Reproduce verbatim the final portion of the material below, from the line containing "Target: monk's shaved head" through its last line, and nothing else.

ENTRIES SUPPLIED:
▼▼▼
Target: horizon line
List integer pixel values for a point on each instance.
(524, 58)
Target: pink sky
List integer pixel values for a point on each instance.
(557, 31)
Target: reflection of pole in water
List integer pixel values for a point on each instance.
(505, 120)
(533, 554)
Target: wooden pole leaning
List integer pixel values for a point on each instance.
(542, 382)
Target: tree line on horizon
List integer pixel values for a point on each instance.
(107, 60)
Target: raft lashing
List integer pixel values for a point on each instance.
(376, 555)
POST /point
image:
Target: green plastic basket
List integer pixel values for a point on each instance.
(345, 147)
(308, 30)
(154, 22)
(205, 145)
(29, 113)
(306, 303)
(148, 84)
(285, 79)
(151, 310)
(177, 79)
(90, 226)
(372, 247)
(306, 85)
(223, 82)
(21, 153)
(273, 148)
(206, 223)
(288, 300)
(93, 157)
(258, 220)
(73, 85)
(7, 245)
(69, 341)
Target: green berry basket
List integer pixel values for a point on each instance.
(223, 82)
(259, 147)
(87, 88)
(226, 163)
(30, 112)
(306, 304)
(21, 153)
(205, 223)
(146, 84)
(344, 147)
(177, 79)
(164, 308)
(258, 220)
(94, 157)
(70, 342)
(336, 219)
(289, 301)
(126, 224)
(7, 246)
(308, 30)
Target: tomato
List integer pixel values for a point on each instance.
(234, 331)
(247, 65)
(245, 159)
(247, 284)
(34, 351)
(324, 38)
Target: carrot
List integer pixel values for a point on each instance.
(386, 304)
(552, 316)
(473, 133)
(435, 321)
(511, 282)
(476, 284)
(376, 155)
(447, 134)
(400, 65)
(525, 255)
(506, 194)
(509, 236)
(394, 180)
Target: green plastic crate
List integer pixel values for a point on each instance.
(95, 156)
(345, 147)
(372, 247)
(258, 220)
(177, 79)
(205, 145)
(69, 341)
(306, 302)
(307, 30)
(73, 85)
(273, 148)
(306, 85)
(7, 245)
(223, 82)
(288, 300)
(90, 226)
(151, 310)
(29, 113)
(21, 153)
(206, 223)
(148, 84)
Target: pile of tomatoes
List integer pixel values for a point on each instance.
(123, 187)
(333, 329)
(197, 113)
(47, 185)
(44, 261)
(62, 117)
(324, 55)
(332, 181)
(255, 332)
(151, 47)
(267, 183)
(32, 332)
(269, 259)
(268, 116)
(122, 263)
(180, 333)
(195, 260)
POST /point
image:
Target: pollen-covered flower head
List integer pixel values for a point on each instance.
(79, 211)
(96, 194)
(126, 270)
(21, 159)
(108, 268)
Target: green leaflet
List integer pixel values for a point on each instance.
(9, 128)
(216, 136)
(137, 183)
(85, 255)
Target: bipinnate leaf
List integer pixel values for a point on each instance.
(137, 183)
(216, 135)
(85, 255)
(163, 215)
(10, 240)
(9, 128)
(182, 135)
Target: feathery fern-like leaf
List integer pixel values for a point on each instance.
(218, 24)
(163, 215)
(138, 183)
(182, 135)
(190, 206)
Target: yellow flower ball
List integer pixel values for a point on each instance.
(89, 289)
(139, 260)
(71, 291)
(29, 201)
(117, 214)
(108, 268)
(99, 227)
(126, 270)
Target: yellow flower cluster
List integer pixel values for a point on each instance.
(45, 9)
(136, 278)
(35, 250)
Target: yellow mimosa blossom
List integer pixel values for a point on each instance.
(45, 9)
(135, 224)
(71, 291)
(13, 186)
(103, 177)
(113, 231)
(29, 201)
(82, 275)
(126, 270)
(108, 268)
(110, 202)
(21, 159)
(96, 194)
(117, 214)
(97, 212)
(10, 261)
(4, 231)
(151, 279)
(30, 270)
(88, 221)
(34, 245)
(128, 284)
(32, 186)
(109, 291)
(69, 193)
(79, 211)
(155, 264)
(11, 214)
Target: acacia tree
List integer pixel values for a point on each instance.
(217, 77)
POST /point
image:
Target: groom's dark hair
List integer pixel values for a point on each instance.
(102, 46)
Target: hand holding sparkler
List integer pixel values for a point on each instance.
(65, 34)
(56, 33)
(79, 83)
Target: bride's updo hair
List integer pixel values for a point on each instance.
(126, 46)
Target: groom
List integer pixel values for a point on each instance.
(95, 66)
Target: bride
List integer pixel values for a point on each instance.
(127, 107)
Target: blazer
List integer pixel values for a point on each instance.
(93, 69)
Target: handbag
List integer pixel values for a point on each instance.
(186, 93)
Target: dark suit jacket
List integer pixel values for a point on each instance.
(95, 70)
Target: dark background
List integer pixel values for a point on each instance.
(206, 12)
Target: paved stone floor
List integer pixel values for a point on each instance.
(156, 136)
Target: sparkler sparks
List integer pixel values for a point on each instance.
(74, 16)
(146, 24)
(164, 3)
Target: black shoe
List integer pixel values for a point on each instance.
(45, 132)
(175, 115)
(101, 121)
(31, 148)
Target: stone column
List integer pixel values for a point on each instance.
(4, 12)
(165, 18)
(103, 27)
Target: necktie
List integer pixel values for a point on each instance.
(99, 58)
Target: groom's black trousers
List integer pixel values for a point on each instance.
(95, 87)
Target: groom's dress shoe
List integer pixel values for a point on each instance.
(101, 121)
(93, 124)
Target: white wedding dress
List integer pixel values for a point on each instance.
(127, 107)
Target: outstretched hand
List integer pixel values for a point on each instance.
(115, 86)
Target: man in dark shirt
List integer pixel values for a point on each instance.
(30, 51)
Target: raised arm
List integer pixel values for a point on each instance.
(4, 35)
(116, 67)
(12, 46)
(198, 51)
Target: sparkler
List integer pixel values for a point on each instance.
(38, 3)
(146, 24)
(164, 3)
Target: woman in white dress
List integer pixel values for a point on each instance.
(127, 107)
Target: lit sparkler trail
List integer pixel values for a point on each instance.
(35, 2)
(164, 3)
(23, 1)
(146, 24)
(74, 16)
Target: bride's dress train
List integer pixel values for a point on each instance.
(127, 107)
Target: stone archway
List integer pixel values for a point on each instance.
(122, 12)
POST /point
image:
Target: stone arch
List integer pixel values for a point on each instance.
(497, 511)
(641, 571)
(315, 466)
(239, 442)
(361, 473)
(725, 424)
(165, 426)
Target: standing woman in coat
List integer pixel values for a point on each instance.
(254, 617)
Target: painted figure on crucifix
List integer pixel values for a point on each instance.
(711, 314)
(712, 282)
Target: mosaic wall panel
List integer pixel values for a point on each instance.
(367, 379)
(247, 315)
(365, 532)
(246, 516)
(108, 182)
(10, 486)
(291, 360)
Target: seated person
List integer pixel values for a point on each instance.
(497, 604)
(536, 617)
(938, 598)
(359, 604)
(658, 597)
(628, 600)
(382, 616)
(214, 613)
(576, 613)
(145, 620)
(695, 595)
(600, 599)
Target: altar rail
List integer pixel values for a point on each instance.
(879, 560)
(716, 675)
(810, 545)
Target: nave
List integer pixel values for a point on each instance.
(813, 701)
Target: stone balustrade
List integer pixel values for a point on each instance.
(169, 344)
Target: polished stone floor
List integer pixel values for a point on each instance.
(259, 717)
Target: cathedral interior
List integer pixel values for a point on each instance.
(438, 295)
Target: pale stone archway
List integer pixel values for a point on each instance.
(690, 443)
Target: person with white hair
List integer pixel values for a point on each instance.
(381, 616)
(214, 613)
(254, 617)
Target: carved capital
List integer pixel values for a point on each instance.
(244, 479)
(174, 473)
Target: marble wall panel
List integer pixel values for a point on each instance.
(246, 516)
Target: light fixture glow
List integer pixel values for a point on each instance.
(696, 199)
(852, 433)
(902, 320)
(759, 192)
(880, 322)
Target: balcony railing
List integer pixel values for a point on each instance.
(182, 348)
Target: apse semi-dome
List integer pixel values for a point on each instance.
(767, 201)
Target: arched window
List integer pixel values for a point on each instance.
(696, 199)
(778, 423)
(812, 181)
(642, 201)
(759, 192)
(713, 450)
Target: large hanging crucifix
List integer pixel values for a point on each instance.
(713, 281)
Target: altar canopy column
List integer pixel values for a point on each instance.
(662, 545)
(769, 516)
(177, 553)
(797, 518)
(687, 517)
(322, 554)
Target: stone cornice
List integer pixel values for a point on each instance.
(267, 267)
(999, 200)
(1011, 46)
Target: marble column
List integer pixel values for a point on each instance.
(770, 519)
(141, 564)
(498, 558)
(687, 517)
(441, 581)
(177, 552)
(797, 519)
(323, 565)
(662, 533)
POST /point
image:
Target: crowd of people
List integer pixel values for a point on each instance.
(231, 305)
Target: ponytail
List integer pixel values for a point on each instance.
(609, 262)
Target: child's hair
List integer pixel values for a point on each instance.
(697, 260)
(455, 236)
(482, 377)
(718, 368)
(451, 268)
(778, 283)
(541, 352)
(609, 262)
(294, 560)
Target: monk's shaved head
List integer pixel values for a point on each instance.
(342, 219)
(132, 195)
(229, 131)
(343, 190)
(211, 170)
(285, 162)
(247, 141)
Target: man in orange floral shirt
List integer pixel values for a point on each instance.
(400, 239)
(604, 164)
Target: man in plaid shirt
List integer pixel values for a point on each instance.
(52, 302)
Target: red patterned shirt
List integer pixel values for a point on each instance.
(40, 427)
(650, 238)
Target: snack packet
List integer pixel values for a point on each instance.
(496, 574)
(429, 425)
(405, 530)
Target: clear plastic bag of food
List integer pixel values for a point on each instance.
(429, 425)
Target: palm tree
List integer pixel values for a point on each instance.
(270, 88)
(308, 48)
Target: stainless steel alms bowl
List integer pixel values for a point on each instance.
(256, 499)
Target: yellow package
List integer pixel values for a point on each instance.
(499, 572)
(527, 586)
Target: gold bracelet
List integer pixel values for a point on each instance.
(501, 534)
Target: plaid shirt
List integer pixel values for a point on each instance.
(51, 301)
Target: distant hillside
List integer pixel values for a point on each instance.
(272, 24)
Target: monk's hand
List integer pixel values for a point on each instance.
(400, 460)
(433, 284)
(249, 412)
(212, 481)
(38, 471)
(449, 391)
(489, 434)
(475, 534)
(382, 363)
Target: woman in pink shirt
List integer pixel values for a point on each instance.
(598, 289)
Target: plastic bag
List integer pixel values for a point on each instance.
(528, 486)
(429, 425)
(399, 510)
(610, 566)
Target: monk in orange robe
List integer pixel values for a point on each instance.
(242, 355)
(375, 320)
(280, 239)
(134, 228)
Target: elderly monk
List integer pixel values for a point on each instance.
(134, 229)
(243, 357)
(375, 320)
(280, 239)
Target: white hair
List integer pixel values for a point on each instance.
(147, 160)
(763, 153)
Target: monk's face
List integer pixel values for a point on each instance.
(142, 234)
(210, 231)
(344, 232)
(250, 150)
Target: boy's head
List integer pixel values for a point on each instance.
▲▲▲
FINISHED ANSWER:
Target: monk's shaved head
List integer pixel values for a point on each instance.
(342, 219)
(132, 195)
(229, 131)
(343, 190)
(211, 170)
(285, 162)
(247, 141)
Target: man in orange floral shirt
List integer pixel values for a point on each instance.
(400, 239)
(604, 164)
Target: man in plaid shirt
List integer pixel values for a point on each instance.
(52, 302)
Target: red patterned shirt
List integer pixel values for a point on each instance.
(40, 427)
(650, 238)
Target: snack packet
List integer pixel values for a point on each instance.
(496, 574)
(429, 425)
(405, 530)
Target: clear plastic bag of food
List integer pixel values for a point on each instance.
(429, 425)
Target: palm tree
List integer pixel values for a point on each instance.
(270, 88)
(308, 48)
Target: stainless steel alms bowl
List integer pixel values for a point on each instance.
(256, 499)
Target: yellow package
List integer pixel values for a point on each instance.
(499, 572)
(527, 586)
Target: gold bracelet
List integer pixel values for a point on each instance.
(501, 534)
Target: plaid shirt
List integer pixel values for a point on each instance.
(51, 301)
Target: distant hillside
List integer pixel values for a point on each instance.
(272, 24)
Target: monk's hand
List integer pixel values for a point on each instance.
(400, 460)
(433, 284)
(249, 412)
(212, 481)
(38, 471)
(449, 391)
(489, 434)
(475, 534)
(382, 363)
Target: woman in pink shirt
List integer pixel values for a point on each instance.
(598, 289)
Target: plastic bag
List integer pixel values for a point on each instance.
(528, 486)
(429, 425)
(399, 510)
(610, 566)
Target: monk in orange robe
List integer pixel values for a point on each instance.
(242, 355)
(375, 320)
(280, 239)
(134, 228)
Target: elderly monk
List integer pixel values for a point on each instance.
(134, 229)
(243, 357)
(375, 320)
(280, 239)
Target: white hair
List integer pixel values for a point on each instance.
(147, 160)
(763, 153)
Target: monk's face
List integer pixel values for a point on each instance.
(142, 234)
(210, 231)
(344, 232)
(250, 150)
Target: boy's head
List integer pixel values for a point on each instance.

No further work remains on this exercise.